SOURCE DOCUMENT =>
begin
The weekend was good, over all. I did manage to get what I planned to get done with the book–didn’t quite finish the filing, organizing and cleaning, though–and I did brainstorm for a bit about two stories I am writing and are due soon (yikes) while I was waiting for Paul to finish whatever it was he was doing (work no doubt) and come downstairs to watch television last evening. It’s very strange how bipolar being a writer can make one; Saturday I was struggling with the work, which was why I only did one chapter instead of the planned two. I was certain Saturday that the book was garbage, unfixable, and was going to be the end of my career. Yesterday I zipped through three chapters, thinking this isn’t bad at all, really and occasionally this is actually working and I am enjoying myself. Seriously, it’s a wonder I haven’t had a complete mental breakdown multiple times since I started working in this literally insane industry.

But fortunately I do enjoy writing. I do enjoy doing the work–even when I hate doing the work, which is usually when it just won’t come for whatever reason and I am forcing it–and I actually enjoy editing and revising because you are making it better, which is always a pleasant feeling. And that’s how I was feeling with it yesterday–I am making this better–and why I had so much fun with it. Hopefully that same sense of joy will resurface tonight–although every once in a while I will get to a part that has to be completely redone because I changed something earlier in the book and then I sob internally before I start screaming internally.
end
TO BE DONE =>
**A.** Set down the blog post word for word from "But fortunately I" to "start screaming internally.".
**B.** Answer these questions from the blog post, one per line:
(i) Who was the writer waiting for to come downstairs and watch television?
(ii) How many chapters did the writer do on Saturday?
(iii) Which two activities does the writer say they actually enjoy because they make the work better?
**C.** Please list every job the blog post says the writer didn't quite finish over the weekend.
The listing after this point is separate from the blog post.

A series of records
begin
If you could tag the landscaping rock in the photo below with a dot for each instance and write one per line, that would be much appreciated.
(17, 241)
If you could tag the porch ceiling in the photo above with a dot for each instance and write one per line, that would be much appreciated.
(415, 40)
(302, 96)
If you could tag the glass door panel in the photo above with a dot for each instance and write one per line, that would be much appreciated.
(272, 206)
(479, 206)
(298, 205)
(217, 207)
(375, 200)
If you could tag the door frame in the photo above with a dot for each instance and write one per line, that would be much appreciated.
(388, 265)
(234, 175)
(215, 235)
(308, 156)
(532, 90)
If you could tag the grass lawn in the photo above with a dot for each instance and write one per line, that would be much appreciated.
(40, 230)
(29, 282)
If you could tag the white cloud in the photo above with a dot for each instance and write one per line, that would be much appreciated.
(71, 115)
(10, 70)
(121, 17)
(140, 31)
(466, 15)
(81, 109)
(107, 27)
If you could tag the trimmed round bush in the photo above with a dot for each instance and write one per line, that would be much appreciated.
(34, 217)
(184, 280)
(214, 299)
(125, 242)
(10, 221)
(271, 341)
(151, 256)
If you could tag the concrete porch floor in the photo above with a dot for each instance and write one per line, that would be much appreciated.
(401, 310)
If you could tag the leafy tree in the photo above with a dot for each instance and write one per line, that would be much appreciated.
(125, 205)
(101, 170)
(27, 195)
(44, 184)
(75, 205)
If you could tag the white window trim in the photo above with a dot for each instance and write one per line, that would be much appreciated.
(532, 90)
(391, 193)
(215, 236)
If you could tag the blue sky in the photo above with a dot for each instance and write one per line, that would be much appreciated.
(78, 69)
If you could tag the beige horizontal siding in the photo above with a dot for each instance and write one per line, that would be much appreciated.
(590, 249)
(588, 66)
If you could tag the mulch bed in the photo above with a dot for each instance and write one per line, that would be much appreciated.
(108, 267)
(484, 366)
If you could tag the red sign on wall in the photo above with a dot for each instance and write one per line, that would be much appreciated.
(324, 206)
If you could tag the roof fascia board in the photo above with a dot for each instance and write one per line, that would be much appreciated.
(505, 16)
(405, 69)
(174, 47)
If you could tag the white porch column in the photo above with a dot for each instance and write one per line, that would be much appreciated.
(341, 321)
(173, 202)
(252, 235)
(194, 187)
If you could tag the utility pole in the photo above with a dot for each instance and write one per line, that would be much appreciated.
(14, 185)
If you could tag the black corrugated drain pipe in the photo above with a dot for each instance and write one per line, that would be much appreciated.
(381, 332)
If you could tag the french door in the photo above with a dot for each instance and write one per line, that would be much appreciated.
end
FINAL RESULTS =>
**A.**
But fortunately I do enjoy writing. I do enjoy doing the work–even when I hate doing the work, which is usually when it just won’t come for whatever reason and I am forcing it–and I actually enjoy editing and revising because you are making it better, which is always a pleasant feeling. And that’s how I was feeling with it yesterday–I am making this better–and why I had so much fun with it. Hopefully that same sense of joy will resurface tonight–although every once in a while I will get to a part that has to be completely redone because I changed something earlier in the book and then I sob internally before I start screaming internally.

**B.**
(i) Paul
(ii) One
(iii) Editing and revising

**C.** Filing, organizing, cleaning